## Start SOURCE

Contrary to the proposed findings of fact submitted by the Government, no testimony was offered at the hearing establishing that Mr. Alvir checked into the hotel "without a reservation, paying cash for two nights' stay, and refusing all housekeeping services." United States of America's Proposed Findings of Fact and Conclusions of Law ("Govnt.'s Proposed Findings and Conclusions") at ¶ 2.

Claimant argues that this Court should find as fact that the interior of his car was visible through his tinted windows, and that Trooper Spingler therefore lacked reasonable suspicion to believe that the car was in violation of the window tint statute. Claimant directs the Court's attention to a photograph of the car, submitted as an exhibit during the hearing, in which, Claimant contends, it is apparent that the inside of the car is visible through the front side window. See Exhibits G-1, G-1A, M-1. However, Trooper Spingler testified, and the Court finds, that the front side window was rolled down in the photograph. Tr. at 50. Thus, the Court does not find as fact that the interior of the car was visible through the tinted windows.

The red Ford Escape driven by Mr. Alvir and Mr. Sanchez was also subjected to a traffic stop by police officers at the gas station. The individuals consented to a search of the vehicle, their records were checked, and they were then released. Tr. at 63.

There was conflicting testimony regarding whether Claimant remained handcuffed while in the holding cell. Tr. at 43-44, 66, 77, 80-81. However, the Court need not resolve this inconsistency as the Court finds that the removal and detention of Claimant would have constituted a seizure regardless of whether he remained handcuffed while in the holding cell.

Trooper Spingler acknowledged at the hearing that his report does not state that Claimant appeared nervous, or that Claimant was unable to identify any tourist attractions in Philadelphia which he intended to visit. Tr. at 55-56.

CONCLUSIONS OF LAW

• In this civil forfeiture case, the Government at trial will bear the initial burden of establishing that it had probable cause to believe that the Defendant Currency was subject to forfeiture at the time that the Government filed the forfeiture complaint in this Court. U.S. v. Ten Thousand Seven Hundred Dollars and No Cents in U.S. Currency, 258 F.3d 215, 222 (3d Cir. 2001).

## End SOURCE
## Start EXTRACTED INFORMATION

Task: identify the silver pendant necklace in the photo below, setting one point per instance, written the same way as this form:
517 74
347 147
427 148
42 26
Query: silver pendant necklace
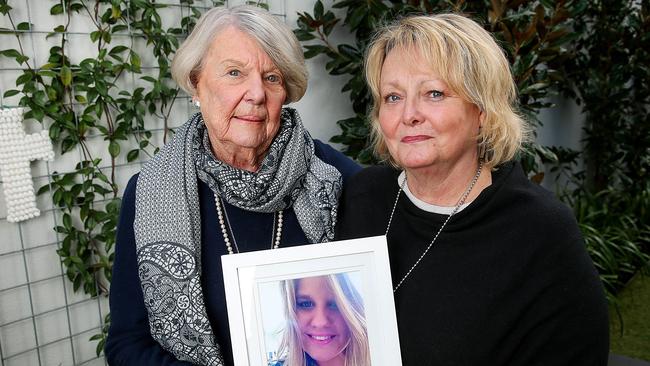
276 235
461 201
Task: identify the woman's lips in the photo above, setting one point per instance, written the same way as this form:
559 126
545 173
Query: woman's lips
249 118
320 339
415 138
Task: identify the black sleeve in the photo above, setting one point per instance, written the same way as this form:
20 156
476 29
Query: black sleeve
366 203
129 339
346 166
568 323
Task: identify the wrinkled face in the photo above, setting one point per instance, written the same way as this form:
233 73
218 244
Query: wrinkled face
422 120
323 330
241 92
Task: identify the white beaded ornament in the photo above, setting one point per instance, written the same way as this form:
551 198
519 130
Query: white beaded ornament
17 149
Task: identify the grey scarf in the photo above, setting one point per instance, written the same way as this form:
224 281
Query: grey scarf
168 225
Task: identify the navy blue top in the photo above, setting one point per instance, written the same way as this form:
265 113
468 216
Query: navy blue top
129 339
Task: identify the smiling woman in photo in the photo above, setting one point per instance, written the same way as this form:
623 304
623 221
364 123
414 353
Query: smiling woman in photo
326 325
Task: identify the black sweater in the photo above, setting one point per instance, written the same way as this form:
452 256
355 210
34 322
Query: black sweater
508 282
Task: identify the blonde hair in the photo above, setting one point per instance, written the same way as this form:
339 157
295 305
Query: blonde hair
273 36
350 305
468 59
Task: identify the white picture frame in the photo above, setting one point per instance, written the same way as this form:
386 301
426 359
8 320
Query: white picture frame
252 308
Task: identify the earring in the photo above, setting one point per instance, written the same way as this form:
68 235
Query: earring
482 146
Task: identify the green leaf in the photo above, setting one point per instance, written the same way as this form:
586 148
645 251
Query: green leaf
318 10
11 93
66 75
132 155
114 149
24 78
24 26
56 9
135 60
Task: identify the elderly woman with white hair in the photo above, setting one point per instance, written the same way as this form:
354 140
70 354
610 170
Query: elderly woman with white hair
488 267
243 174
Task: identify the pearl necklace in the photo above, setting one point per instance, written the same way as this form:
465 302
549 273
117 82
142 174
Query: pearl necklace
461 201
275 239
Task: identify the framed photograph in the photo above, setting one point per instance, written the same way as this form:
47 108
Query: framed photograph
305 305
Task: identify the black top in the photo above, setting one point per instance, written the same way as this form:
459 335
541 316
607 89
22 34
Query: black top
129 339
508 282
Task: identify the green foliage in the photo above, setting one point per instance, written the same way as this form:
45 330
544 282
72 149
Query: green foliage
609 76
533 33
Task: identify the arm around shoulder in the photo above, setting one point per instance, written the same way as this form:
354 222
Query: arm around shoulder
331 156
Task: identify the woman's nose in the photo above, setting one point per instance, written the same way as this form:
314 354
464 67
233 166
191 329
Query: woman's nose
255 92
411 114
320 318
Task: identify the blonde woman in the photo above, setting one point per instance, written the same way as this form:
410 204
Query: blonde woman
488 268
326 325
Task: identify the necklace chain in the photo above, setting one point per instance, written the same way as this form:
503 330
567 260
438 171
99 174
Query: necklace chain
461 201
276 235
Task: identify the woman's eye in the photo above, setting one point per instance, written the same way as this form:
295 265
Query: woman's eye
304 304
436 94
391 98
273 78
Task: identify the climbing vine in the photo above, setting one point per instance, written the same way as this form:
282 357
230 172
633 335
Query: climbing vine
86 102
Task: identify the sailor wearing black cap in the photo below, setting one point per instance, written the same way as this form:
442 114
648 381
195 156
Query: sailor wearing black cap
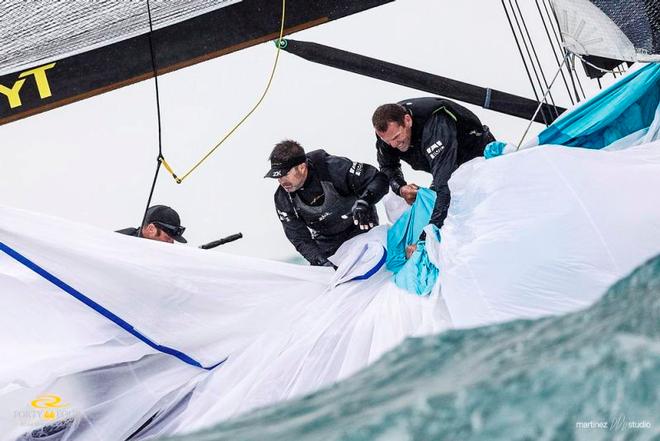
323 200
161 223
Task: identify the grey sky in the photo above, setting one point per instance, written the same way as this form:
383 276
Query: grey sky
93 161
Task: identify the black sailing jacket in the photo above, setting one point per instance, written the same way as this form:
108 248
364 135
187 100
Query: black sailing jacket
317 218
444 135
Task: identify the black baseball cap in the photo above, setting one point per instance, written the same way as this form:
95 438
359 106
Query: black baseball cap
166 219
281 168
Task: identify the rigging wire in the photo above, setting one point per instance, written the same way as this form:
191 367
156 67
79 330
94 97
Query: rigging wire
522 57
577 77
160 137
536 57
279 43
540 104
554 21
554 51
525 45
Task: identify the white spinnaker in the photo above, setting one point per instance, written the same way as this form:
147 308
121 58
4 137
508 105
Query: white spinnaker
543 231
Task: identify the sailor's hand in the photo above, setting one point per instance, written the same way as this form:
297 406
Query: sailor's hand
330 264
410 249
362 214
409 193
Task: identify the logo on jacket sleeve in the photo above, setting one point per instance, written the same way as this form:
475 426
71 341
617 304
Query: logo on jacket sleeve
284 216
356 168
435 149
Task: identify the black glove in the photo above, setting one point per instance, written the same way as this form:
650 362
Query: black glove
362 214
328 263
322 261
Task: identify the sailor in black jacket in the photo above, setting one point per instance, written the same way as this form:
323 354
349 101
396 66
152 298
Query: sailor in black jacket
431 134
323 200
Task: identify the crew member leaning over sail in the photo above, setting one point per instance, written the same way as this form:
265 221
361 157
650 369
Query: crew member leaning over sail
323 200
431 134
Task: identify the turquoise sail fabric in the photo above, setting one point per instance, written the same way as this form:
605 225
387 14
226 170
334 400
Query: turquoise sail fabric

## End EXTRACTED INFORMATION

- TASKS TO COMPLETE
[a] Repeat the records verbatim, from the line containing "Task: identify the turquoise" through the final line of the records, including both.
[b] Continue the text on the civil forfeiture hearing from the point where it stops.

- RESPONSES PER TASK
[a]
Task: identify the turquoise sail fabric in the photo above, setting one point per instance, written the same way as this form:
605 225
387 14
226 170
334 400
Query: turquoise sail fabric

[b]
• The exclusionary rule applies to this civil forfeiture proceeding because of its quasi-criminal nature. Therefore, only legally-obtained evidence may be used by the Government to establish probable cause. See One 1958 Plymouth Sedan v. Pennsylvania, 380 U.S. 693, 702 (1965); Austin v. U.S., 509 U.S. 602, 608 n. 4 (1993); U.S. v. Fifty-Three Thousand Eighty-Two Dollars in U.S. Currency, 985 F.2d 245, 250 (6th Cir. 1993); U.S. v. 1988 BMW 750IL, 716 F. Supp. 171, 174 (E.D. Pa. 1989).
• Claimant has established a basis for his Motion to Suppress, namely that the various searches and seizures involved in this incident were conducted without a warrant. Therefore, the burden has shifted to the Government to show that each individual act constituting a search or seizure under the Fourth Amendment was reasonable. U.S. v. Johnson, 63 F.3d 242, 245 (3d Cir. 1995).
• "[A] stop to check a driver's license and registration is constitutional when it is based on an `articulable and reasonable suspicion that . . . either the vehicle or an occupant' has violated the law." Johnson, 63 F.3d at 245 (citation omitted).
• Pennsylvania's "window tint statute" provides: "No person shall drive any motor vehicle with any sun screening device or other material which does not permit a person to see or view the inside of the vehicle through the windshield, side wing or side window of the vehicle." 75 Pa. Cons. Stat. Ann. § 4524(e)(1).
• Trooper Spingler's stop of Claimant's car was based on an articulable and reasonable suspicion that the car was in violation of the window tint statute, and the stop was therefore constitutional.
• Following the initial stop of Claimant's car, the officers who then continued to detain Claimant were required to have "a reasonable, articulable suspicion of criminal activity" in order to "expand the scope of [the] inquiry beyond the reason for the stop and detain the vehicle and [Claimant] for further investigation." U.S. v. Givan, 320 F.3d 452, 458 (3d Cir. 2003). Stated another way, "the detaining officers must have a particularized and objective basis for suspecting the particular person stopped of criminal activity." U.S. v. Cortez, 449 U.S. 411, 417-18 (1981).
• "While `reasonable suspicion' must be more than an inchoate `hunch,' the Fourth Amendment only requires that police articulate some minimal, objective justification for an investigatory stop." Id. "In determining whether there was a basis for reasonable suspicion, a court must consider the totality of the circumstances, in light of the officer's experience." Id. Moreover, it is appropriate for a court to accord "great deference to the officer's knowledge of the nature and the nuances of the type of criminal activity that he had observed in his experience." Id.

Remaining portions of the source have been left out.